** start SELECTED TEXT **
This manuscript presents the outcomes from the impact assessment applied to the onsite integration of a 40 MW hydrogen production plant (HPP) into the protected area of Rivne nuclear power plant (NPP) in Ukraine. The scope of this work is limited to frequency estimation and blast loading characterization applied to three cases of study, representative of the worst-case scenario at different HPP locations. In the framework of the Euratom NPHyCo project, the NPP operator has proposed integration locations and provided corresponding distances to nearby structures with corresponding fragility criteria. The presented study assumes HPP operation at full capacity with allocated NPP electricity as a feedstock.

Hazardous points within the HPP are identified through HAZID (HAZard IDentification) methodology, which is assisted with system reliability analysis based on component failure rates. The identification of accident sequences in the HPP and frequency estimation is accomplished by means of event tree analysis (ETA). The study identifies as the worst-case scenario within the HPP a hydrogen explosion due to the destructive potential over far-range distances via shock wave propagation. In the electrolyser system, an unintended release of hydrogen may trigger a vapour cloud explosion (VCE), whereas in the adjacent hydrogen buffer tank a physical explosion may trigger a shock wave with subsequent projectile generation. The results show that the highest frequency of a hydrogen VCE is in the order of

10^{- 7}

per year following a 1% leak in the separator vessel upstream flange within the gas processing area.
** end SELECTED TEXT **
** start INFORMATION SHOWN **
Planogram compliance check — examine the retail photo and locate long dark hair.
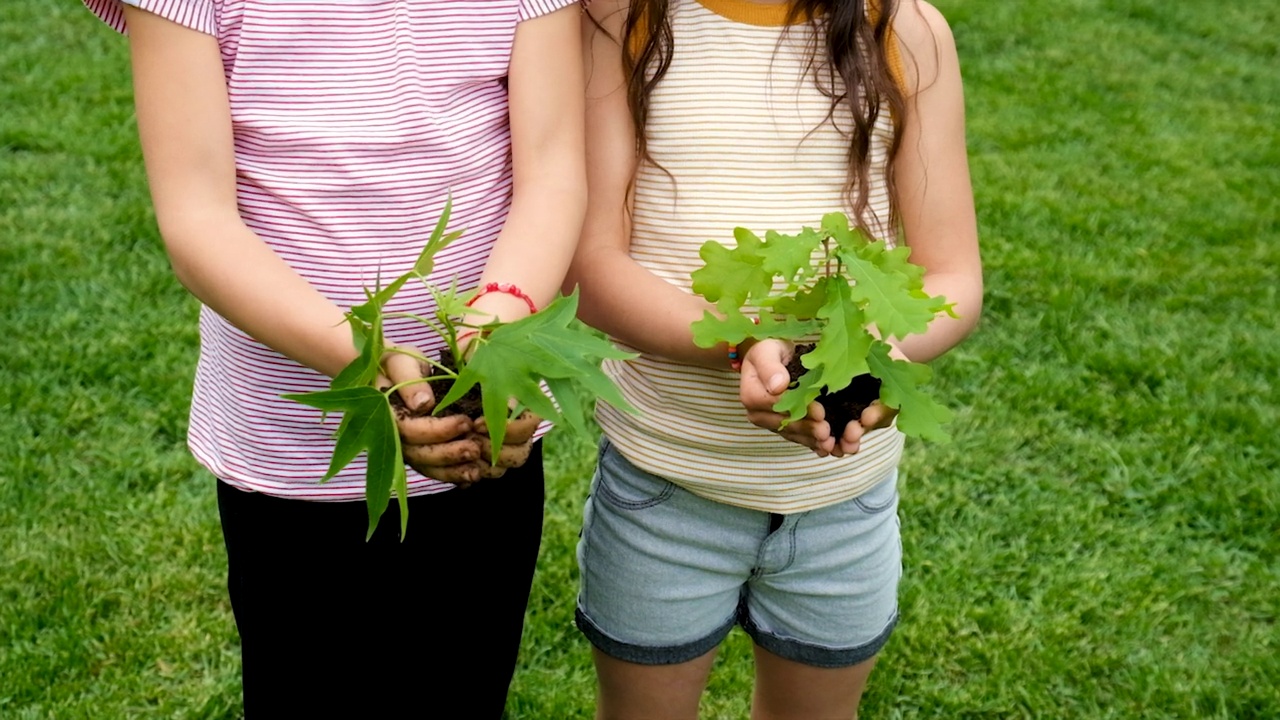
[621,0,906,229]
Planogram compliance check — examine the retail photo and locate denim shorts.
[576,439,902,667]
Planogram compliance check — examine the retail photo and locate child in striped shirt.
[570,0,982,719]
[86,0,585,719]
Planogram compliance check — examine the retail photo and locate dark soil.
[392,351,484,420]
[787,343,881,436]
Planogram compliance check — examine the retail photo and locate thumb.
[748,340,791,395]
[383,347,435,411]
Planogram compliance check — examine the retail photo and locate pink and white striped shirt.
[84,0,577,501]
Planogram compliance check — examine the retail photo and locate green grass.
[0,0,1280,719]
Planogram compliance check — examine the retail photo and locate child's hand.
[739,340,839,457]
[832,343,908,457]
[474,410,543,478]
[383,347,483,487]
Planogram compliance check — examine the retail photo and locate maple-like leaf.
[283,386,408,538]
[435,291,635,450]
[867,341,955,442]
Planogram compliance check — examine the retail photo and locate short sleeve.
[84,0,215,37]
[520,0,582,22]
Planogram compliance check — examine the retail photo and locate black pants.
[218,443,544,720]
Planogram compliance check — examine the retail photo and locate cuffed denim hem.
[573,607,737,665]
[739,612,897,667]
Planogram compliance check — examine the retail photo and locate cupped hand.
[832,345,908,457]
[739,340,840,457]
[383,347,484,487]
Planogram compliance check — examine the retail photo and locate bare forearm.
[570,249,728,369]
[476,170,586,319]
[892,267,982,363]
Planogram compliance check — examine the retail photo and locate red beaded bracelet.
[467,283,538,314]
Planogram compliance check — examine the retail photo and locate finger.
[740,340,791,397]
[833,415,867,457]
[778,419,836,457]
[475,436,534,468]
[383,348,435,413]
[411,462,484,488]
[396,415,471,445]
[475,410,543,445]
[479,457,507,480]
[859,400,897,430]
[401,439,480,466]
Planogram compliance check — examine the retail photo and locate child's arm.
[124,6,477,482]
[566,0,728,369]
[742,0,982,456]
[465,5,586,320]
[566,0,835,455]
[893,0,982,363]
[463,5,586,478]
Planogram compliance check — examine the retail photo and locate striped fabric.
[84,0,576,501]
[598,0,904,512]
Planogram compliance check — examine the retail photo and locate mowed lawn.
** end INFORMATION SHOWN **
### REQUIRED WORK
Please continue the summary of the hydrogen plant safety study, starting after its last sentence.

### TASK ANSWER
The blast load characterization shows that a hydrogen VCE within the electrolyser facility would not exceed the 10 kPa fragility criterion of nearby safety-related structures. Contrarily, a physical explosion in the 30 kg buffer tank may lead to projectile generation with the potential to reach the standby diesel generators, cooling towers, and turbine building at a distance up to 500 m. The vessel fragments are deemed as soft missiles with high deformability upon impact. Nevertheless, means of protection are proposed to reduce the risk of the coupled facility. The outcomes of the study are meant as recommendations for a subsequent comprehensive safety assessment by the NPP operator.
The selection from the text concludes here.